*** Opening Exercise data ***
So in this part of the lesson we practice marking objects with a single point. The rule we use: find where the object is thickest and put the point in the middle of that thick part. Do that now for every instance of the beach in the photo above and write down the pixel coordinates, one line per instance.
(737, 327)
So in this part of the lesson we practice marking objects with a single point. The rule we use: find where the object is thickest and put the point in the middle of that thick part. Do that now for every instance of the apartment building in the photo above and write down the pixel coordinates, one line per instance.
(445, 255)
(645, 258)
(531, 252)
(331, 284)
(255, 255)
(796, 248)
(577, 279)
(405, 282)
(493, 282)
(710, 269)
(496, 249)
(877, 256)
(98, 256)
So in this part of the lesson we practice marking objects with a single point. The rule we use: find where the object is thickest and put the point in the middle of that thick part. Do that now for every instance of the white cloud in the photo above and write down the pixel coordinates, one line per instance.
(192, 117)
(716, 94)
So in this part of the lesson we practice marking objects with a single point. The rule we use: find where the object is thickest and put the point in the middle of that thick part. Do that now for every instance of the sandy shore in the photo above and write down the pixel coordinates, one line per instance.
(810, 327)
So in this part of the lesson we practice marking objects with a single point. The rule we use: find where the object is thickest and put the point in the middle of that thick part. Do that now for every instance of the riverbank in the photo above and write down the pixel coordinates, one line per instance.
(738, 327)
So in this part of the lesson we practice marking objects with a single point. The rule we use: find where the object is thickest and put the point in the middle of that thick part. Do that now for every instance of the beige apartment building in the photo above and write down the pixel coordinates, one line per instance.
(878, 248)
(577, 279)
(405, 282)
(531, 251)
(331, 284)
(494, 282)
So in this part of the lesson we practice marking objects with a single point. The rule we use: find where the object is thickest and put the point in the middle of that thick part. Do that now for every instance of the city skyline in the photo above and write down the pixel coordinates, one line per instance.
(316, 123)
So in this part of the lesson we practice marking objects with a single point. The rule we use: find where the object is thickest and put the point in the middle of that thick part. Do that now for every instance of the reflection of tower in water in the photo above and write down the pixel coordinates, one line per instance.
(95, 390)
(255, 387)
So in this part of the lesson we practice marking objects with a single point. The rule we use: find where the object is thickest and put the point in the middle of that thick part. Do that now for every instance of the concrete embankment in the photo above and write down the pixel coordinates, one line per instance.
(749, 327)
*** Closing Exercise data ***
Your task
Your job is to restate all of the data word for word.

Answer space
So in this part of the lesson we practice marking objects with a single point. The rule we use: find where the object is thickest and put the point in the middle of that thick part. Do that now for every instance of the beach in the photo above and write down the pixel coordinates, one line per instance.
(737, 327)
So in this part of the lesson we practice marking objects with a single point. The rule we use: find where the object is thickest and put the point in the middle of that thick part. Do that now for every instance of the apartment building in the photo above and write down the pixel coordinates, one line per instance.
(445, 255)
(645, 258)
(531, 252)
(331, 284)
(255, 255)
(796, 248)
(577, 279)
(405, 282)
(493, 282)
(710, 269)
(496, 249)
(877, 256)
(98, 256)
So in this part of the lesson we practice marking objects with a single point. The rule we use: find where the object is thickest and put the point in the middle of that thick part. Do that now for every instance of the white cloud in the photo above and write down the pixel coordinates, one line per instance.
(192, 117)
(716, 94)
So in this part of the lesson we practice marking objects with a single point. The rule we use: find where the object is thickest and put the point in the middle of that thick part. Do that now for every instance of the sandy shore in the photo above and write down the pixel coordinates, one line per instance.
(810, 327)
So in this part of the lesson we practice marking objects with a single point. The rule we use: find where the object is thickest and put the point in the middle of that thick part. Do that now for every instance of the riverbank in the photo above and write down the pixel coordinates, one line per instance.
(738, 327)
So in this part of the lesson we practice marking objects with a single point. The rule we use: find where the object is thickest and put the point in the middle of that thick part. Do that now for every instance of the beige apartment building in the photo above and write down the pixel coordinates, one line per instance.
(878, 248)
(577, 279)
(405, 282)
(531, 251)
(331, 284)
(494, 282)
So in this part of the lesson we practice marking objects with a single point. The rule we use: find where the object is thickest and put the point in the middle of that thick part. Do that now for every instance of the city skyline in the photo above and write down the pixel coordinates, one line per instance.
(316, 123)
So in this part of the lesson we practice marking objects with a single point. The rule we use: find where the object is thickest and put the point in the middle of that thick part. Do that now for every instance of the reflection of tower in water in the photo above and write down the pixel coordinates, one line per instance.
(95, 390)
(255, 387)
So in this part of the lesson we practice marking objects with a single point. The rule we use: find where the object is thickest and put the point in the middle of that thick part. Do that now for every instance of the concrete embankment in the photo above and write down the pixel coordinates, one line per instance.
(749, 327)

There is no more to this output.